Records to use>
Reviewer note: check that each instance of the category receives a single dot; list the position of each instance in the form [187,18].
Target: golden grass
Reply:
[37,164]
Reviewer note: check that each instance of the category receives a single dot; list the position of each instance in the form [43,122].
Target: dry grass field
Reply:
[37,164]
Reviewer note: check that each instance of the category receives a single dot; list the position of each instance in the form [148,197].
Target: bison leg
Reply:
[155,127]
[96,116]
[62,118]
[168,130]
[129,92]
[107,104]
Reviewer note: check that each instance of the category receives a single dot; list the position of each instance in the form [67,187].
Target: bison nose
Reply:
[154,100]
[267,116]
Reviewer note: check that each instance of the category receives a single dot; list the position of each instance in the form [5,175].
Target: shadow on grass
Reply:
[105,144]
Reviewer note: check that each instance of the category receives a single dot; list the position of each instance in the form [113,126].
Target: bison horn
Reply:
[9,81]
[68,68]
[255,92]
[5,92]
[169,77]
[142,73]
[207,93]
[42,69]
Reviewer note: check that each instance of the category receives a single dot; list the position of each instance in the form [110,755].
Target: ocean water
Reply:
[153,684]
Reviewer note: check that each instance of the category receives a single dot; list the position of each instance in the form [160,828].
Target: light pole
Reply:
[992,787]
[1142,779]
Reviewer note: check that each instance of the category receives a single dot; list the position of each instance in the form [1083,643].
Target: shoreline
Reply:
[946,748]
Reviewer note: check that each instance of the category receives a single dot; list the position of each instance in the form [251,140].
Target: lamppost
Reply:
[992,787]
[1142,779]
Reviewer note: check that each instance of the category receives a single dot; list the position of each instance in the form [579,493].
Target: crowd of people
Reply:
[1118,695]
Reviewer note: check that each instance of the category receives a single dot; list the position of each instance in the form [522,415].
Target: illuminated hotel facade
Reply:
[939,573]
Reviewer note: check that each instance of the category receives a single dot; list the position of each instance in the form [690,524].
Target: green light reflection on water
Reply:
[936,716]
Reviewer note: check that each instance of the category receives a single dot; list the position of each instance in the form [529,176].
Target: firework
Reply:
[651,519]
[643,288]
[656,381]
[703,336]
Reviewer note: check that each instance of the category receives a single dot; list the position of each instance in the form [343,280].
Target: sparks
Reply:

Set exercise>
Quote every entry exactly.

Completed task>
Reviewer note: check that each instance of the category receives a single dot; list the position of each instance in the form [187,18].
Target: golden grass
Reply:
[37,164]
Reviewer note: check that each instance of the category receives a single dot; list the position of each instance in the form [43,122].
Target: dry grass field
Reply:
[37,164]
Reviewer note: check that each instance of the category receives a single dot; list the position of each instance in the form [148,197].
Target: bison leg
Reply:
[155,127]
[96,116]
[62,118]
[168,130]
[129,92]
[107,104]
Reviewer note: check that each instance of the category receives a single dot; list the position of each instance in the form [67,187].
Target: bison nose
Reply:
[154,100]
[267,116]
Reviewer note: check that each instance of the category receives a single dot; list the position of each instance in the form [5,175].
Target: shadow on grass
Reply:
[105,144]
Reviewer note: check that each instance of the category receives a single dot; list the position of each instance in the form [113,126].
Target: bison horn
Reply:
[9,81]
[68,68]
[255,92]
[5,92]
[169,77]
[142,73]
[207,93]
[42,69]
Reviewer note: check that each instance of the category receives a single dot; list the position of each instance in the form [110,755].
Target: ocean water
Reply:
[153,684]
Reviewer note: check that each instance of the category receives a single dot; list the position of each instance in the form [160,828].
Target: light pole
Reply:
[992,787]
[1142,779]
Reviewer note: check that each instance of the category receives a single dot; list the position of each instance in the form [1083,643].
Target: shoreline
Reply:
[946,748]
Reviewer note: check that each instance of the category receives a single dot; list the position of each instance in the form [251,140].
Target: lamppost
Reply:
[992,787]
[1142,779]
Reviewer note: check that each instance of the category receives a single dot; list the position of each instance in the form [579,493].
Target: crowd of people
Reply:
[1118,695]
Reviewer note: check that each instance of the category receives a single dot; list the position of each instance in the form [522,415].
Target: illuminated hotel facade
Reply:
[939,573]
Reviewer note: check that each instance of the category receives a single dot; list the position of each instance in the form [690,524].
Target: green light reflection on water
Reply:
[936,716]
Reviewer note: check that each instance of the category receives a single dot; list the position of each instance in the form [529,176].
Target: firework
Reply:
[651,519]
[643,288]
[656,381]
[703,336]
Reviewer note: check that each instance of the category receives a single dot; list the position of each instance in the form [343,280].
Target: sparks
Reply:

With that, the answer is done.